▶ _Goal_:
Reproduce the data below verbatim, preserving every line without alteration.

▶ _Data shown_:
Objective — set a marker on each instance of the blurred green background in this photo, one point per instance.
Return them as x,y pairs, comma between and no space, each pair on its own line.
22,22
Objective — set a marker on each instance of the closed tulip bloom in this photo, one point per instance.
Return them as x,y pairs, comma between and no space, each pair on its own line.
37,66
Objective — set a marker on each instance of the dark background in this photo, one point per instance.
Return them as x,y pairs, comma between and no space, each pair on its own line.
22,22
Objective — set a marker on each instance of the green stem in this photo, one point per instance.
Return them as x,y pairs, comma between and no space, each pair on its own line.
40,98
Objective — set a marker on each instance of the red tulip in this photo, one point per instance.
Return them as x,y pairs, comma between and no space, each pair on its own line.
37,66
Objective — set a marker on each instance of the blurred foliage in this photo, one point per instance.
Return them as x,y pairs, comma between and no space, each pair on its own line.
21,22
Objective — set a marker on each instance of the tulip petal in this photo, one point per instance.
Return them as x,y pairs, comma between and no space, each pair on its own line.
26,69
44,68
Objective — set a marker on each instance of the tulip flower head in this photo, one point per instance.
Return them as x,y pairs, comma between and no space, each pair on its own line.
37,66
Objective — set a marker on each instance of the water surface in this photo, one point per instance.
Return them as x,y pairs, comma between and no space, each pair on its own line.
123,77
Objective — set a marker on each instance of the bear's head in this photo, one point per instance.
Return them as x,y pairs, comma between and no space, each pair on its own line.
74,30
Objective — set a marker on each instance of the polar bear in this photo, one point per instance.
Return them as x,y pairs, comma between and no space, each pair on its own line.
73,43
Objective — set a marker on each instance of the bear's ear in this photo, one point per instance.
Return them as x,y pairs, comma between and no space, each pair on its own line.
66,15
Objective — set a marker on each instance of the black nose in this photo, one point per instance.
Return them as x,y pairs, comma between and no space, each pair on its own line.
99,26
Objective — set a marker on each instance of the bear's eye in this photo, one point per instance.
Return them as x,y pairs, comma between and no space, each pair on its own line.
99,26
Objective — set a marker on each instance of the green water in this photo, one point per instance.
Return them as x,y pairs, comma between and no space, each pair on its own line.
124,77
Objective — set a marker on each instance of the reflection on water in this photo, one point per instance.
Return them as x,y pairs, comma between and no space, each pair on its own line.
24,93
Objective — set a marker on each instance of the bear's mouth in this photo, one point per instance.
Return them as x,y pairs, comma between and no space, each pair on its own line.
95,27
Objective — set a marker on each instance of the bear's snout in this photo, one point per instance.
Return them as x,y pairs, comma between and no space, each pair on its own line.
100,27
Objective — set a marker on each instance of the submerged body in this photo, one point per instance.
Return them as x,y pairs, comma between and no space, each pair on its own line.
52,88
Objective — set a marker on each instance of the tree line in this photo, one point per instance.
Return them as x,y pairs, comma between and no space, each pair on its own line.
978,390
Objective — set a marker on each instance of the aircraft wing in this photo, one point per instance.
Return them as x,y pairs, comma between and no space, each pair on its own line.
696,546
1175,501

▶ _Complete response_:
Objective — set a marker on each instance of the blurred green background in this photo, one point per instance.
Return them as x,y pairs, comma between and no space, each pair on its own line.
22,22
Objective — set a marker on each instance of the closed tulip bloom in this photo, one point per instance.
Return them as x,y pairs, comma between and no space, each pair on its own line.
37,66
Objective — set a marker on each instance of the dark background in this photo, one point per instance.
Return them as x,y pairs, comma between and no space, each pair on its own line.
22,22
Objective — set a marker on each instance of the green stem in this photo, one point per instance.
Return them as x,y pairs, comma between and no space, each pair on its own line.
40,98
Objective — set a marker on each instance of the red tulip in this photo, one point per instance.
Return them as x,y pairs, comma between and no space, each pair on its own line.
37,66
Objective — set a marker on each instance of the blurred foliage in this photo, one point per instance.
Return them as x,y pairs, comma between and no space, each pair on its own line.
21,22
Objective — set a marker on each instance of the tulip petal in this photo, one point per instance.
Return them as x,y pairs, comma between and no space, each pair on its own line.
26,69
44,68
Objective — set a marker on each instance of the tulip flower head in this photo, one point per instance.
Return them as x,y pairs, comma between and no space, each pair on its own line.
37,66
Objective — set a marker on each instance of the water surface in this photo, one point per instance.
Return them as x,y pairs, comma between and no space, each pair on its own line.
123,77
Objective — set a marker on each instance of the bear's head in this photo, one point per instance.
Return them as x,y pairs, comma between and no space, each pair on its own line.
74,30
Objective — set a marker on each instance of the polar bear in this photo, one point per instance.
Return them as x,y pairs, comma between and no space, each pair on its own line.
73,43
Objective — set a marker on each instance of the bear's ear in this photo, one point per instance.
Return them as x,y pairs, comma between and no space, each pair on its own line.
66,15
Objective — set a marker on each instance of the black nose in this photo, one point per instance.
Return them as x,y pairs, comma between and no space, each pair on its own line.
99,26
Objective — set a marker on each instance of the bear's eye in this photo, one point per instance.
Return them as x,y pairs, comma between and no space, each pair on its own line.
99,26
Objective — set a marker on each instance of the green water in this photo, one point per instance.
Return them as x,y pairs, comma between and no space, each pair on its own line.
124,77
Objective — set a marker on each instance of the reflection on water in this photo, one point per instance.
Return them as x,y pairs, comma between and no space, each pair on its own line.
24,93
Objective — set a marker on each instance of the bear's mouth in this photo, one point per instance.
Return them as x,y pairs, comma between and no space, each pair on its own line.
95,27
Objective — set a marker on each instance of the bear's snout in this photo, one point per instance.
Return them as x,y pairs, comma between and no space, each pair on its own line.
100,27
Objective — set a marker on each instance of the submerged body in this photo, one point per instance.
Return them as x,y pairs, comma between and no space, each pair on its own line.
52,88
Objective — set a marker on each instance of the tree line in this photo, one point per instance.
Return them as x,y pairs, comma between and no space, each pair on its own line.
978,390
Objective — set a marker on each instance of the aircraft wing in this photo, one point per instance.
Return them as x,y pairs, comma between and no space, each pair on its own line.
696,546
1175,501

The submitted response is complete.